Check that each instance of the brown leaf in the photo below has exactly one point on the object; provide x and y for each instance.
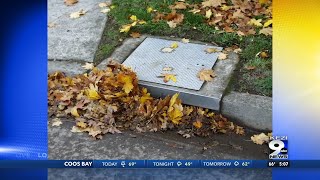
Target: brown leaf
(211, 3)
(250, 67)
(266, 31)
(206, 75)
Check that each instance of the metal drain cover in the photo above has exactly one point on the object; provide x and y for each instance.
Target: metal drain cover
(187, 60)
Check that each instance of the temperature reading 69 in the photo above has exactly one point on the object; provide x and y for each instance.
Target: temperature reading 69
(245, 164)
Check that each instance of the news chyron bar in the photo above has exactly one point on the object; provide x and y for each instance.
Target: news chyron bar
(278, 146)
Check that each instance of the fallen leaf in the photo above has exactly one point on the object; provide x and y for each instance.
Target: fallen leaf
(172, 24)
(212, 50)
(70, 2)
(211, 3)
(185, 41)
(195, 11)
(186, 136)
(250, 67)
(92, 92)
(180, 5)
(56, 122)
(105, 10)
(238, 50)
(127, 80)
(125, 28)
(255, 22)
(260, 138)
(88, 66)
(206, 75)
(268, 23)
(149, 9)
(266, 31)
(82, 124)
(225, 8)
(174, 45)
(222, 56)
(262, 54)
(104, 4)
(263, 1)
(208, 14)
(167, 50)
(135, 34)
(74, 111)
(76, 129)
(51, 25)
(77, 14)
(197, 124)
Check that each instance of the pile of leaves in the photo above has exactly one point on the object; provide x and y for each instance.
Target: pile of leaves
(110, 100)
(242, 17)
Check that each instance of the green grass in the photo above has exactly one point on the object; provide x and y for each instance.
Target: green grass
(194, 27)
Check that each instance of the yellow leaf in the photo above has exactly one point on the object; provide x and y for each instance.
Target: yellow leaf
(56, 122)
(149, 9)
(167, 50)
(70, 2)
(82, 124)
(260, 138)
(146, 96)
(222, 56)
(208, 14)
(77, 14)
(173, 99)
(197, 124)
(255, 22)
(125, 28)
(211, 3)
(266, 31)
(134, 23)
(194, 11)
(189, 110)
(127, 80)
(263, 1)
(133, 18)
(212, 50)
(142, 22)
(175, 115)
(225, 8)
(266, 24)
(88, 66)
(184, 40)
(74, 111)
(174, 45)
(103, 5)
(206, 75)
(92, 93)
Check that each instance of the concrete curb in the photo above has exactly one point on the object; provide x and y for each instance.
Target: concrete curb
(253, 111)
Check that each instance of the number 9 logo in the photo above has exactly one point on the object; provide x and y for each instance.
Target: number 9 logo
(276, 149)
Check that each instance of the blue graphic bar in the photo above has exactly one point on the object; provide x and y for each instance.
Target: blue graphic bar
(177, 164)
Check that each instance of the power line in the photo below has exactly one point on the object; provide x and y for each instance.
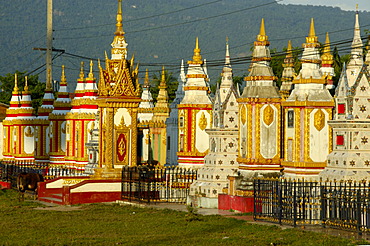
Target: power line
(181, 23)
(142, 18)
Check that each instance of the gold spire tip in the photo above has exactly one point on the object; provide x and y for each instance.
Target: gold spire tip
(146, 79)
(197, 58)
(91, 75)
(82, 71)
(312, 29)
(26, 83)
(312, 38)
(262, 34)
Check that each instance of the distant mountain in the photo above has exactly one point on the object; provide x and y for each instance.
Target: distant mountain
(85, 28)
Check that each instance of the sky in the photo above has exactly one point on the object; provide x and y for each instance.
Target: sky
(363, 5)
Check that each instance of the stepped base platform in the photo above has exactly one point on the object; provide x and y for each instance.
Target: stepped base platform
(79, 190)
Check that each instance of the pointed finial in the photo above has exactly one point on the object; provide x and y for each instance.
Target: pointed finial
(15, 90)
(289, 49)
(146, 79)
(48, 82)
(197, 58)
(91, 75)
(227, 55)
(63, 79)
(327, 44)
(262, 35)
(312, 38)
(163, 79)
(312, 29)
(82, 73)
(26, 84)
(119, 30)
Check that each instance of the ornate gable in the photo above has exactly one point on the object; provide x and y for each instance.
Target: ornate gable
(119, 79)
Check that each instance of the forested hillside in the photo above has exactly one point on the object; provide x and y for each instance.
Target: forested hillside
(85, 28)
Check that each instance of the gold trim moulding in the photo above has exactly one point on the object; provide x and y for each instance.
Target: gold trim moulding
(310, 61)
(253, 78)
(194, 154)
(196, 76)
(261, 168)
(196, 106)
(198, 88)
(119, 102)
(262, 43)
(309, 81)
(195, 62)
(311, 43)
(303, 164)
(307, 104)
(80, 116)
(258, 100)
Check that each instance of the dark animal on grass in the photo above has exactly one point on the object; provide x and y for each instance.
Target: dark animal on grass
(28, 181)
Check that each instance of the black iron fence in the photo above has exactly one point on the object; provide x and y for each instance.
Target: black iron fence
(156, 184)
(9, 172)
(341, 205)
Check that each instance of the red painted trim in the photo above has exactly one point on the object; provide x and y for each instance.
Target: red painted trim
(20, 143)
(189, 130)
(91, 93)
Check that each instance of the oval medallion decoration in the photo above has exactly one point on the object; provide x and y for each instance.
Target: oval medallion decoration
(319, 120)
(268, 115)
(121, 147)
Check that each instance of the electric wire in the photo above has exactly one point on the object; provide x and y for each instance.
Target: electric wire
(142, 18)
(178, 24)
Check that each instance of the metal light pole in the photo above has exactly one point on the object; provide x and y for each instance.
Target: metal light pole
(49, 40)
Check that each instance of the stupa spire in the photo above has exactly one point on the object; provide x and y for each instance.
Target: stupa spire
(91, 75)
(26, 84)
(15, 89)
(327, 63)
(163, 79)
(197, 58)
(262, 35)
(119, 27)
(312, 38)
(146, 79)
(119, 44)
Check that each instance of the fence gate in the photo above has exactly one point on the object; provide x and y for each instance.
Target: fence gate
(156, 184)
(286, 202)
(340, 205)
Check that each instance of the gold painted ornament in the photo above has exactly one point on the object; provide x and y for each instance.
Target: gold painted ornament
(268, 115)
(243, 114)
(319, 120)
(202, 122)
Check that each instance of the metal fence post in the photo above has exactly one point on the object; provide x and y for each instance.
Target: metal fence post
(323, 205)
(280, 197)
(358, 202)
(294, 203)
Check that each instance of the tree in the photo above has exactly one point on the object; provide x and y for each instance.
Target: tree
(171, 82)
(35, 87)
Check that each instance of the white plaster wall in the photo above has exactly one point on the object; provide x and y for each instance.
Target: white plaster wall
(319, 140)
(201, 136)
(63, 137)
(126, 115)
(268, 135)
(29, 142)
(47, 144)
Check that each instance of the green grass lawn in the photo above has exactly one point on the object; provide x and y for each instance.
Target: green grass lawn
(107, 224)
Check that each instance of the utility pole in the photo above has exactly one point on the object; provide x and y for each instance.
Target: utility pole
(49, 40)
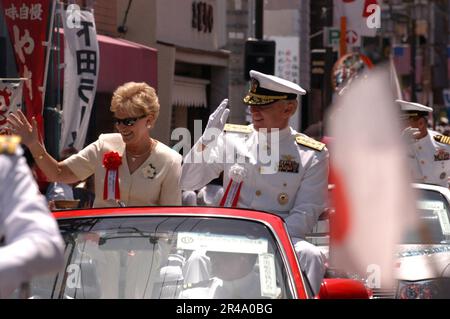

### Aim of the exercise
Repeat, with no pictures, every line from the top of the entries above through the line that has "Check that each instance of the temperature", keeping each one exact.

### Written reply
Check that each instance of the brown leaf in the photo below has exactly one point on the object; provide x and y for each instance.
Target: brown leaf
(211, 3)
(250, 67)
(266, 31)
(206, 75)
Check that each instance of the metal drain cover in the photo above has exactly one point on the object; provide x and y for each instance.
Target: metal drain cover
(187, 60)
Check that each instance of the temperature reading 69 in the photo above has exactly one point on the object; provide x and y for each instance.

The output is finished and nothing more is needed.